▸ 文書の抜粋:
▶
今日の愛ルケ(#147) | にっけいしんぶん新聞

今日の愛ルケ(#147)

この記事は渡辺淳一先生の連載小説「愛の流刑地」を記者が個人的な視点で読み解く記事で、性的な描写かなり出てまいります。そのような記述を好まない方、ネタバレを嫌う方、並びに15歳未満の方はご遠慮ください。
なお、記者がまとめたあらすじ中の灰色文字部分は、作品のテイストをできるだけ伝えるために原文をそのまま引用した部分です。

春雪 十七
 
全裸の冬香が菊治の上に、ややうしろ向きに座り、背とお臀が軽く前屈みの姿勢で宙に浮いている。冬香を知る誰もが想像できない姿だ。
冬香は上体を起こして腰をわずかに動かした途端、「あっ・・・」と声をあげ、思わぬ快感にうずくまるように前屈みになる。
初めての体位に戸惑っているのが、発する声の異様さ姿勢の落ち着きのなさからもうかがえるが、冬香は下りようとせず、むしろ怖わ怖わながらも腰をずらして、新たな快楽を探りはじめているようである。
むろん、菊治はそれに賛成である。新しい快楽の探検に協力したい。
菊治は冬香の腰を下から支えて軽く前後に揺する。「あっ・・・」と冬香はのけ反り、さらにその刺戟で「いやっ・・・」と前屈みになり、菊治の太股に両手をつく。
◀
▸ 課題: 上の連載小説の解説記事から、「なお、記者がまとめたあらすじ」で始まり「り、菊治の太股に両手をつく。」で終わる部分を、その語句も含めて一字一句違えずに書き写しなさい。

▸ データ:
▶
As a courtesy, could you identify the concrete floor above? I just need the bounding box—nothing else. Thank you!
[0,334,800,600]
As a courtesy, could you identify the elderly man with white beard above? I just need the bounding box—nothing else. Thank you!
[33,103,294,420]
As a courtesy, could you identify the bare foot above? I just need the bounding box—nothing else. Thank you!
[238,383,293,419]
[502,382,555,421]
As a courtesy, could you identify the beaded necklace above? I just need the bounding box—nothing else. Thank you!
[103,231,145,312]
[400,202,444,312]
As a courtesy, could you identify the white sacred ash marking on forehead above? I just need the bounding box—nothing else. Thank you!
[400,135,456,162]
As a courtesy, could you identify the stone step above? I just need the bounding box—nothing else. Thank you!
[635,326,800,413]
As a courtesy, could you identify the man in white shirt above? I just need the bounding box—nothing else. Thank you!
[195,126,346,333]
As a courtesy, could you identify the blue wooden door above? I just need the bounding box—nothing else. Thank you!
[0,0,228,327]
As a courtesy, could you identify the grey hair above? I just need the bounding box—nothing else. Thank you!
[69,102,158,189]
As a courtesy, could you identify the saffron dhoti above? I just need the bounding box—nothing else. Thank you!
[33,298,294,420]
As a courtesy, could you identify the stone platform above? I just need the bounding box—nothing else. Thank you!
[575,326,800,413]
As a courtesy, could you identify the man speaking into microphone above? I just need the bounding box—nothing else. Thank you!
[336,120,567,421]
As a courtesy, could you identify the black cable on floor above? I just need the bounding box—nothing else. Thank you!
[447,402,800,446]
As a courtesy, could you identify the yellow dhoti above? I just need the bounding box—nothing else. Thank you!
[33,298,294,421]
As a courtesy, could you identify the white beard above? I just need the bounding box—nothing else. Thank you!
◀
▸ 解答は以下:
なお、記者がまとめたあらすじ中の灰色文字部分は、作品のテイストをできるだけ伝えるために原文をそのまま引用した部分です。

春雪 十七
 
全裸の冬香が菊治の上に、ややうしろ向きに座り、背とお臀が軽く前屈みの姿勢で宙に浮いている。冬香を知る誰もが想像できない姿だ。
冬香は上体を起こして腰をわずかに動かした途端、「あっ・・・」と声をあげ、思わぬ快感にうずくまるように前屈みになる。
初めての体位に戸惑っているのが、発する声の異様さ姿勢の落ち着きのなさからもうかがえるが、冬香は下りようとせず、むしろ怖わ怖わながらも腰をずらして、新たな快楽を探りはじめているようである。
むろん、菊治はそれに賛成である。新しい快楽の探検に協力したい。
菊治は冬香の腰を下から支えて軽く前後に揺する。「あっ・・・」と冬香はのけ反り、さらにその刺戟で「いやっ・・・」と前屈みになり、菊治の太股に両手をつく。